> _Written problem_
Reproduce the data in its entirety, exactly as supplied.

> _Data extract_
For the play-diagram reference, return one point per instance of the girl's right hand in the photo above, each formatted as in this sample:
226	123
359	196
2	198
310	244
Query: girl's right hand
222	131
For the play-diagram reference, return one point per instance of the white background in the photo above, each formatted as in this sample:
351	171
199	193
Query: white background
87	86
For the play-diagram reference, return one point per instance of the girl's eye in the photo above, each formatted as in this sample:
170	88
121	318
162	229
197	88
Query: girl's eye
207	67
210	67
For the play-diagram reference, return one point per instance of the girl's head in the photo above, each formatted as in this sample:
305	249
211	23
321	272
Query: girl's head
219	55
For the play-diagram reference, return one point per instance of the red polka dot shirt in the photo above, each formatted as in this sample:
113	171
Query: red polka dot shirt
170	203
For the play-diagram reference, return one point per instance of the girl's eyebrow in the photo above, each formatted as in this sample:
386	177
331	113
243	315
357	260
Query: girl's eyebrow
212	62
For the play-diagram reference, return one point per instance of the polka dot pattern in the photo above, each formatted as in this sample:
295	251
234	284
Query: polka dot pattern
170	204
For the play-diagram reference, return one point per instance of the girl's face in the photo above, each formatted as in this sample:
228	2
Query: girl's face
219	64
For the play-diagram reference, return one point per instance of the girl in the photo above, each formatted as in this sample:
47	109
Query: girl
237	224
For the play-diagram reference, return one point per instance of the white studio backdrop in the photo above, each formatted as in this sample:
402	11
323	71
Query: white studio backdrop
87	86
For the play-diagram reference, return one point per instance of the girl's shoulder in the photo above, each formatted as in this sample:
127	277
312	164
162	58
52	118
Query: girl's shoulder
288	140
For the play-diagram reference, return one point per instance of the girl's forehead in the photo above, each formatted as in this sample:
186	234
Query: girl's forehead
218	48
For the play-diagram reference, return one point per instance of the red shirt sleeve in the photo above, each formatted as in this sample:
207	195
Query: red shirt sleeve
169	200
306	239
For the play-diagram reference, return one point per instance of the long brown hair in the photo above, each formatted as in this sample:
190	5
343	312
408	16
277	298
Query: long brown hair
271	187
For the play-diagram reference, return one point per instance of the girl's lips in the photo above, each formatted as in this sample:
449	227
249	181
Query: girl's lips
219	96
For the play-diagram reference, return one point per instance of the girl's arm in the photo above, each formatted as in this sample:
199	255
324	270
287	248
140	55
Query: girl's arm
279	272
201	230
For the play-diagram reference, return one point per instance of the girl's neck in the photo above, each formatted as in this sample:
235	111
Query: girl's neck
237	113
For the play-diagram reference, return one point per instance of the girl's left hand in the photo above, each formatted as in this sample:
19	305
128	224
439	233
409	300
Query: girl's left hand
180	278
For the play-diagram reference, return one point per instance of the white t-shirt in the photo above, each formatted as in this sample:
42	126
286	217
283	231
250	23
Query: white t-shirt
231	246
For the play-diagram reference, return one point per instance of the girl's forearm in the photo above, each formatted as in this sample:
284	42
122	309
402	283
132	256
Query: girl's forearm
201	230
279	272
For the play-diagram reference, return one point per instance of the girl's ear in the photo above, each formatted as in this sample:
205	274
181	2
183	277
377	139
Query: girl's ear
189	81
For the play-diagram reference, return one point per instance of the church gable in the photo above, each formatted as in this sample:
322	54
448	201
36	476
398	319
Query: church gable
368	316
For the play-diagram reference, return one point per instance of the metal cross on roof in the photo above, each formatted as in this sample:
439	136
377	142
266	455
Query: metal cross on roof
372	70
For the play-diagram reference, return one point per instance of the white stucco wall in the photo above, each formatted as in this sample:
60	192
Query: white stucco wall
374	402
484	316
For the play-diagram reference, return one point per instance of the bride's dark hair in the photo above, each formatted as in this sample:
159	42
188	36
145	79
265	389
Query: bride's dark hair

> _Finished task_
For the play-diagram reference, return one point per instance of the girl's right hand in the photo above, each formatted as in this sample:
226	123
359	196
2	198
310	244
Query: girl's right hand
222	131
For the play-diagram reference, return one point per instance of the white background in the photo above, each formatted as in this sample:
351	171
199	193
Query: white background
87	86
For the play-diagram reference, return one point per instance of the girl's eye in the photo above, each formatted as in this sample:
170	88
121	318
162	229
197	88
Query: girl's eye
207	67
210	67
For the play-diagram reference, return one point per instance of the girl's head in the photo above, each formatted as in this sample:
305	249
211	23
321	272
Query: girl's head
219	55
For the play-diagram reference, return one point per instance of the red polka dot shirt in the photo above, each formatted as in this sample:
113	171
Query: red polka dot shirt
170	203
For the play-diagram reference, return one point per instance of the girl's eyebrow in the photo above, each formatted as in this sample:
386	177
331	113
243	315
357	260
Query: girl's eyebrow
212	62
For the play-diagram reference, return one point per instance of the polka dot pattern in the photo above, each formatted as in this sample:
295	251
234	284
Query: polka dot pattern
170	204
For the play-diagram reference, return one point per instance of the girl's face in the photo above, each formatted as in this sample:
228	2
Query: girl's face
219	64
For the play-diagram reference, return one point per instance of the girl in the photo above, each formatted as in this sample:
47	109
Query: girl
237	224
For the play-diagram reference, return one point per instance of the white studio backdrop in the photo above, each formatted as in this sample:
402	11
323	71
Query: white studio backdrop
87	86
For the play-diagram reference, return one point per instance of the girl's shoulder in the photo above, each formatted as in this sample:
127	277
312	164
162	58
52	118
Query: girl's shoulder
288	140
For the play-diagram reference, return one point per instance of the girl's forehead in the photo above, each formatted as in this sample:
186	234
Query: girl's forehead
218	48
For the play-diagram reference, return one point per instance of the red shirt sleeve in the photo above, each formatted as in this sample:
207	195
Query: red shirt sleeve
169	200
306	239
For the play-diagram reference, return one point per instance of the long brown hair in the photo above, each formatted as in this sample:
190	5
343	312
408	16
277	298
Query: long brown hair
271	187
For the play-diagram reference, return one point per instance of the girl's lips in the photo above, each formatted as in this sample:
449	227
249	181
Query: girl's lips
219	96
For the play-diagram reference, return one point per instance of the girl's arm in the photo above, each formatted as in this sample:
199	255
324	270
287	248
140	55
Query: girl's arm
279	272
201	230
For the play-diagram reference, return one point per instance of the girl's neck in the photo above, each formatted as in this sample:
235	111
Query: girl's neck
237	113
For the play-diagram reference, return one point per instance of the girl's left hand in the photo above, each formatted as in this sample:
19	305
128	224
439	233
409	300
Query: girl's left hand
180	278
For the play-diagram reference, return one point per instance of the white t-shirt in the photo above, each formatted as in this sample:
42	126
286	217
283	231
250	23
Query: white t-shirt
231	246
For the play-diagram reference, return one point per instance of the girl's forearm in the photo above, each formatted as in this sample:
284	42
122	309
402	283
132	256
Query: girl's forearm
201	230
279	272
For the play-diagram reference, return one point per instance of the girl's ear in the photo above, each formatted as in this sample:
205	274
181	2
183	277
377	139
Query: girl's ear
189	81
For the play-diagram reference, return one point per instance of the church gable in the photo above, each formatted as in this sample:
322	54
448	201
36	476
398	319
Query: church gable
368	316
For the play-diagram reference, return one point per instance of the metal cross on roof in the photo above, each formatted as in this sample:
439	136
377	142
266	455
Query: metal cross on roof
372	70
For the play-diagram reference, return one point per instance of the white stucco wall in the photo above, each formatted as in this sample:
60	192
Query: white stucco wall
374	402
484	316
For the play-diagram reference, return one point per instance of the bride's dark hair in the photo above, each formatted as in this sample:
159	42
188	36
145	79
265	389
Query: bride's dark hair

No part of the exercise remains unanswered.